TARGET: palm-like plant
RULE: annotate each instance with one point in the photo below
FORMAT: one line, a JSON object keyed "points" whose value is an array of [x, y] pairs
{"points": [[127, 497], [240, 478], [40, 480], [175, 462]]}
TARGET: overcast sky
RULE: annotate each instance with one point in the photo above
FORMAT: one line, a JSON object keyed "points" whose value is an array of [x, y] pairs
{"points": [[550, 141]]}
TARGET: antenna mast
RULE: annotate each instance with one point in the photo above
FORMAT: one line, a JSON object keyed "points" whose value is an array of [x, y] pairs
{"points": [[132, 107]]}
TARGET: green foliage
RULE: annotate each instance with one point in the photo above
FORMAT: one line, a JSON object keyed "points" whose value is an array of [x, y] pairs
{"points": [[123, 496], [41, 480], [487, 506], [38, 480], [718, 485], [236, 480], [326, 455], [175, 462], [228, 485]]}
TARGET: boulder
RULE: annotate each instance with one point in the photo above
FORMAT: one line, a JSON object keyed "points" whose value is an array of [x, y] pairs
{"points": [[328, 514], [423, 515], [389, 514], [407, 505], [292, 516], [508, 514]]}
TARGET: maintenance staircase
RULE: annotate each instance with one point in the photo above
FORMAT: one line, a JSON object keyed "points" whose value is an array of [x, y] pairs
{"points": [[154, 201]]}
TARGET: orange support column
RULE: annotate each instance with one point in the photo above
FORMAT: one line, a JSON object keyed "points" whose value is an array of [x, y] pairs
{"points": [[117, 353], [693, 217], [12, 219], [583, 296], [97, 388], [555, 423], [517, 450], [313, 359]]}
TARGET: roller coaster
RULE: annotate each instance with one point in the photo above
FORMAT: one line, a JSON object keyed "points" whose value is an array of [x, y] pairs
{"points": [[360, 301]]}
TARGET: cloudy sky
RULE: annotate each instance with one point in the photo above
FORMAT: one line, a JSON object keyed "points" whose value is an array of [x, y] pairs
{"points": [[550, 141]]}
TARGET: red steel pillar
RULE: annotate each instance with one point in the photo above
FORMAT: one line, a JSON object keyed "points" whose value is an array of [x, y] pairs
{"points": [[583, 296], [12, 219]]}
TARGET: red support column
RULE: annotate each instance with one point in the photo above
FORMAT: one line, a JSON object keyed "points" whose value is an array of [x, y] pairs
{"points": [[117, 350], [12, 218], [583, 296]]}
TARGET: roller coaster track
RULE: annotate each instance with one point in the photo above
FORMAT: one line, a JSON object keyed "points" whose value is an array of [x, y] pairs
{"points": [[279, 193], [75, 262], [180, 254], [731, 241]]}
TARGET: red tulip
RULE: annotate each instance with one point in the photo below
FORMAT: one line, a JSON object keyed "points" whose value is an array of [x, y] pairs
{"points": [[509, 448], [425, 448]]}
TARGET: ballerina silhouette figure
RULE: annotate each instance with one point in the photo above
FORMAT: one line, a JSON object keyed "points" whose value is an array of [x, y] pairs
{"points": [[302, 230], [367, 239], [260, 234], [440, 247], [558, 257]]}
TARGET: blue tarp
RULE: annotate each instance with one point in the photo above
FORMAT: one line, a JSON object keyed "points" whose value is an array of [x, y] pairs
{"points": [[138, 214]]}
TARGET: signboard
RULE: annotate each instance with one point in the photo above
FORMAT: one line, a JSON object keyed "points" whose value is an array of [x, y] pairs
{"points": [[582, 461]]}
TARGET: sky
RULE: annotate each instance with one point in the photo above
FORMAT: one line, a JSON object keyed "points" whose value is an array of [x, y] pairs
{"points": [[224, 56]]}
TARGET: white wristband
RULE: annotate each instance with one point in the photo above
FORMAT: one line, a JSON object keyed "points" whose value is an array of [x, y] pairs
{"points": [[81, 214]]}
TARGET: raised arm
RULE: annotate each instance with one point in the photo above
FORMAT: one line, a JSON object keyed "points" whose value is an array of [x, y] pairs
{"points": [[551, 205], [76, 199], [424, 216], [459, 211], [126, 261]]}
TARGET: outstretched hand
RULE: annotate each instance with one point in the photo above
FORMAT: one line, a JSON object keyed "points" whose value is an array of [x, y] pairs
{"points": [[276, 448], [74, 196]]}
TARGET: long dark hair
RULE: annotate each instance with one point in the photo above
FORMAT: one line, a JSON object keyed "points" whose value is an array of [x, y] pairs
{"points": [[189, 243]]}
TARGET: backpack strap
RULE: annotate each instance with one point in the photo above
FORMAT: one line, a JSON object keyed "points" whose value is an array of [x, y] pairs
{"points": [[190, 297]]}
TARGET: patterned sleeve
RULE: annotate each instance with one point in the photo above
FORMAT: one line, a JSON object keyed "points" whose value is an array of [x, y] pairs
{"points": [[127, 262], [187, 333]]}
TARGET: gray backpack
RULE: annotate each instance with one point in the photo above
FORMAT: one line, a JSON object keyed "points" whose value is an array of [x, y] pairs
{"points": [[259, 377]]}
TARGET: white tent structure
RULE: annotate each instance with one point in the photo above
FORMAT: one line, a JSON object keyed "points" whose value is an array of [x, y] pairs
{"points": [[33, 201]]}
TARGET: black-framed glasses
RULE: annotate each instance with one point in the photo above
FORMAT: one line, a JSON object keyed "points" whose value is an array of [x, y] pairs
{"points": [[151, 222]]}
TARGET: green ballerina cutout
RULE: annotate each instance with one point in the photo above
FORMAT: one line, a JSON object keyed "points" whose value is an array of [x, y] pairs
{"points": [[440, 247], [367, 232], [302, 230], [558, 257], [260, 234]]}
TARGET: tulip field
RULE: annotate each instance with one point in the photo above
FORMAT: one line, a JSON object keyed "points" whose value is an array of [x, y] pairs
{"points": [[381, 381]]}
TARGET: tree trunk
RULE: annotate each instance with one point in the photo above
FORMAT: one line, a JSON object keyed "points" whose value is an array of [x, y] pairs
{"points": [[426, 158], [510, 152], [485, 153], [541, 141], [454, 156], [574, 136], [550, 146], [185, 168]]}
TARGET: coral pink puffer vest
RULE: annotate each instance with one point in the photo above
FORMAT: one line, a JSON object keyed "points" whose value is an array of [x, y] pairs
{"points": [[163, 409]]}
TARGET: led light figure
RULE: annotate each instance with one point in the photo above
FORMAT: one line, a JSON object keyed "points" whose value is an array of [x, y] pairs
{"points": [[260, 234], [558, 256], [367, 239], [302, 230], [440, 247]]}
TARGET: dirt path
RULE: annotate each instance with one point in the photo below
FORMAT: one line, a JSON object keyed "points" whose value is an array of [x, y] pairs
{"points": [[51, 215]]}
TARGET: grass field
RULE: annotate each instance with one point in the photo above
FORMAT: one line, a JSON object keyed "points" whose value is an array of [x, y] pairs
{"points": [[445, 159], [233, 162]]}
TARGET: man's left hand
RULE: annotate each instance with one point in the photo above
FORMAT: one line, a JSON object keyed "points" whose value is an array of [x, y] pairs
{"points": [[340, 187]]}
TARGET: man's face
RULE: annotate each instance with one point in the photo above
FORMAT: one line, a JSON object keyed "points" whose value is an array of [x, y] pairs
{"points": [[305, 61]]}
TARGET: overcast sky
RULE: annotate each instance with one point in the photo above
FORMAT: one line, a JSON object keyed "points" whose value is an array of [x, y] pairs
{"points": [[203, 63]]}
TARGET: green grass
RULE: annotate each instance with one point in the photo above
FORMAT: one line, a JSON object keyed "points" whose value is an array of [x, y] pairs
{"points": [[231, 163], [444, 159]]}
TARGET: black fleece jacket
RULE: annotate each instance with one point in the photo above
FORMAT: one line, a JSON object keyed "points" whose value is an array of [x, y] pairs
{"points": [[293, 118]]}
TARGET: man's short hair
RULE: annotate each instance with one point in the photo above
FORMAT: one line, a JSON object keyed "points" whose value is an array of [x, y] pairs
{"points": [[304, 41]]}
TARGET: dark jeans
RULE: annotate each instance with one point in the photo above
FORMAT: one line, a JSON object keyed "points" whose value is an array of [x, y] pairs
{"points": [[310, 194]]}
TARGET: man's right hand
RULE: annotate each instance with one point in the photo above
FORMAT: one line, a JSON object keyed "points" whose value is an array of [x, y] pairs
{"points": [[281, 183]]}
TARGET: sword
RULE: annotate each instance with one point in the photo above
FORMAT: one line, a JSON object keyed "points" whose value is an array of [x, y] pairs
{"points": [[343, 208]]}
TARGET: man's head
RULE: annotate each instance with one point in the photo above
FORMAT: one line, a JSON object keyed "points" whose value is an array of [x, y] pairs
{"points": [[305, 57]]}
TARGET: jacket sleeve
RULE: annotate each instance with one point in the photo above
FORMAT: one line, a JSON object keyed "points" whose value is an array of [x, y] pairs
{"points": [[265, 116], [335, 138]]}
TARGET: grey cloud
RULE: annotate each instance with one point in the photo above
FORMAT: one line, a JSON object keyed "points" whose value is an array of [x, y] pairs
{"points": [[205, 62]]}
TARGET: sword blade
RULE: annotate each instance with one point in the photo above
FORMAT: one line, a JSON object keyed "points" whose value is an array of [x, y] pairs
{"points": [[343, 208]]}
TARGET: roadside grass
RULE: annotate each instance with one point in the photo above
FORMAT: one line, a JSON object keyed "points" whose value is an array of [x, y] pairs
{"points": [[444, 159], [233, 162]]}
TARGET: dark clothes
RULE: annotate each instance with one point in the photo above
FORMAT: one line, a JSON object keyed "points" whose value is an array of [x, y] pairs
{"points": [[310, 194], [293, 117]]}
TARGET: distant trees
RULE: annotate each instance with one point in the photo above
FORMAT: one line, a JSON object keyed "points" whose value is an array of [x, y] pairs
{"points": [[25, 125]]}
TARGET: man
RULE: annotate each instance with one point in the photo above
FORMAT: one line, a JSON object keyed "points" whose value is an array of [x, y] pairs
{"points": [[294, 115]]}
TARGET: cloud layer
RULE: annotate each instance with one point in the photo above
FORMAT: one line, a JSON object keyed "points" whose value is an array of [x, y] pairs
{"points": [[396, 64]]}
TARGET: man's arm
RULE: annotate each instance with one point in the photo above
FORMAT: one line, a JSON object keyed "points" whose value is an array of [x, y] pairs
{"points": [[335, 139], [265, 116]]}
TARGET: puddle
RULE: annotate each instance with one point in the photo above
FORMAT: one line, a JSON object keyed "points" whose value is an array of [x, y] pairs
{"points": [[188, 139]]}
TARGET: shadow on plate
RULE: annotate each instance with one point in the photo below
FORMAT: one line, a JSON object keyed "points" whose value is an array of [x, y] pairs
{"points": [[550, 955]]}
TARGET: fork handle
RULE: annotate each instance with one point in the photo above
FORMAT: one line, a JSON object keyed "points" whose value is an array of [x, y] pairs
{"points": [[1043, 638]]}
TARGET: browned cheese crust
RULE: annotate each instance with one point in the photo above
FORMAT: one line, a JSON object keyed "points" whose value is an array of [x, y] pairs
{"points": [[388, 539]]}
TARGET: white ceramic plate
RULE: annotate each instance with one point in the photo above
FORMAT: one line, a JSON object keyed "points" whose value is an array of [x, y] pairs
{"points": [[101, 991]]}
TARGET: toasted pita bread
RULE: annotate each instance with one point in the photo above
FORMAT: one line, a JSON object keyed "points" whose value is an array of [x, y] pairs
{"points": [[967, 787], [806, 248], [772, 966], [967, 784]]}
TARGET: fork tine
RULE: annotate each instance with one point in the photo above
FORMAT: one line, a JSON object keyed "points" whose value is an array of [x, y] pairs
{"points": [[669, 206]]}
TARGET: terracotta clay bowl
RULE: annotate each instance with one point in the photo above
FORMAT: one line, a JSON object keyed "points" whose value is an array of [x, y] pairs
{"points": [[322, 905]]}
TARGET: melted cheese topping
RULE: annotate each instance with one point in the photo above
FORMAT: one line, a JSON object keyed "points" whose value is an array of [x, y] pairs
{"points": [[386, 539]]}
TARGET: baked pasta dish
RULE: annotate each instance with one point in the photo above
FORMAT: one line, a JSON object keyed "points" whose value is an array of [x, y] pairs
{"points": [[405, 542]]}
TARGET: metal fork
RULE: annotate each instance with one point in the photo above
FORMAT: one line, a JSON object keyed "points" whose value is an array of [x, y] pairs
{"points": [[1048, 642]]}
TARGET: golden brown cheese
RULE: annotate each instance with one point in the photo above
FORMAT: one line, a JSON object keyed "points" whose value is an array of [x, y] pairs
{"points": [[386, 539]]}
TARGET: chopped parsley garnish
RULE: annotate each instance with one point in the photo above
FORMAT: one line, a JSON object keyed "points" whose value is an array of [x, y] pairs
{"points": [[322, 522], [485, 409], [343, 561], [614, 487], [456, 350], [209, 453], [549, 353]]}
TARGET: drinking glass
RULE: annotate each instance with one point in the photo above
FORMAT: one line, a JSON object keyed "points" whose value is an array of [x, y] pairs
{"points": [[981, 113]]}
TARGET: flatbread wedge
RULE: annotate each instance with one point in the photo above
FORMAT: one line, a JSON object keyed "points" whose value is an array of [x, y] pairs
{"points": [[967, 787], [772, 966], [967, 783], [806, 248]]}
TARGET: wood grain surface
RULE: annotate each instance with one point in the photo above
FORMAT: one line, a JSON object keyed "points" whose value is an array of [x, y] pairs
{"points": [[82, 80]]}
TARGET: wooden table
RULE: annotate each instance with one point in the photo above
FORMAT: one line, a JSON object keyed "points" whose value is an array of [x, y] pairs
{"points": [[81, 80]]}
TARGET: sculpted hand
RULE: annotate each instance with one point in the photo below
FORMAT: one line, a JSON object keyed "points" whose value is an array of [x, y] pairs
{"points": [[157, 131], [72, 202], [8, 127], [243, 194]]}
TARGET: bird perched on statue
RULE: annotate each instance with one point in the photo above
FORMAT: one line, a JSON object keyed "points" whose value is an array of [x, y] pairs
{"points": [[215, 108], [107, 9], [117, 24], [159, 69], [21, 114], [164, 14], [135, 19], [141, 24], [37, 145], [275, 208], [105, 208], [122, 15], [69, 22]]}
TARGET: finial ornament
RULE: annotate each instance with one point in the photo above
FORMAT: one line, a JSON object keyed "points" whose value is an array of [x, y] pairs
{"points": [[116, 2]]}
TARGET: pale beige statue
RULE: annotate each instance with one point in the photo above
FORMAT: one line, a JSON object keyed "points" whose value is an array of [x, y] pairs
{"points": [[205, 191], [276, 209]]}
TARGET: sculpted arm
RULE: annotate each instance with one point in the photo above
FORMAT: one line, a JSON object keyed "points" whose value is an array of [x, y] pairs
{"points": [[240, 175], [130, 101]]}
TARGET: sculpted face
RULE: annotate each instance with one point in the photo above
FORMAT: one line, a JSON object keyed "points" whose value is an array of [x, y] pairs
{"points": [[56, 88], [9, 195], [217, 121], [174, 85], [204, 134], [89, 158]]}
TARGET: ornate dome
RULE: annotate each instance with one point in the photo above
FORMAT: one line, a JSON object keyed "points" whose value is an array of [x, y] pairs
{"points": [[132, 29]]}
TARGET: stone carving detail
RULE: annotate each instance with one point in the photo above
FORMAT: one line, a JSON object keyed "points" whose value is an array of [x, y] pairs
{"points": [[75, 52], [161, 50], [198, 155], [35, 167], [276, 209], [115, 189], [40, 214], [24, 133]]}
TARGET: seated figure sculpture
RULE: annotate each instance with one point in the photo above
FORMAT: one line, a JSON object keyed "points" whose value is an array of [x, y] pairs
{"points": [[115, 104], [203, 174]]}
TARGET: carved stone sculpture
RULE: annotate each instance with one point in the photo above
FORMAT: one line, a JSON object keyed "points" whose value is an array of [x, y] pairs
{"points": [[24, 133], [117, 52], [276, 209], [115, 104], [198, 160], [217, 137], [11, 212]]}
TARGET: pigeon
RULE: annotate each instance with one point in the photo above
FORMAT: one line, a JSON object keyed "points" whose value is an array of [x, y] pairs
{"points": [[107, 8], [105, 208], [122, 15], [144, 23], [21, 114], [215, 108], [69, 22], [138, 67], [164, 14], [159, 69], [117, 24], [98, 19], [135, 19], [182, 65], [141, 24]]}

**OBJECTIVE**
Give back exactly the lines that run from the line with "TARGET: seated figure sculpture" through the close of the material, counting both ends, and nothing more.

**REPLY TO THE TASK**
TARGET: seated figure sculpture
RULE: annotate each instance with one point in the photo above
FORMAT: one line, a JSON object keyed "points" whose value is an array of [x, y] pairs
{"points": [[115, 104], [203, 174]]}
TARGET: carved stone sculpture
RULE: annotate each instance with one point in the photo above
FORMAT: one line, a JSON object keyed "points" whose value is an array of [x, y] pairs
{"points": [[24, 133], [117, 52], [276, 209], [115, 104], [198, 160], [217, 137], [11, 212]]}
TARGET: pigeon
RULE: annotate each instance with one point in the photo above
FORMAT: one line, a JSON object keyed "points" whose value is an array of [x, y] pairs
{"points": [[107, 8], [105, 208], [122, 15], [144, 23], [21, 114], [215, 108], [69, 22], [138, 67], [164, 14], [159, 69], [117, 24], [98, 19], [135, 19], [182, 65], [141, 24]]}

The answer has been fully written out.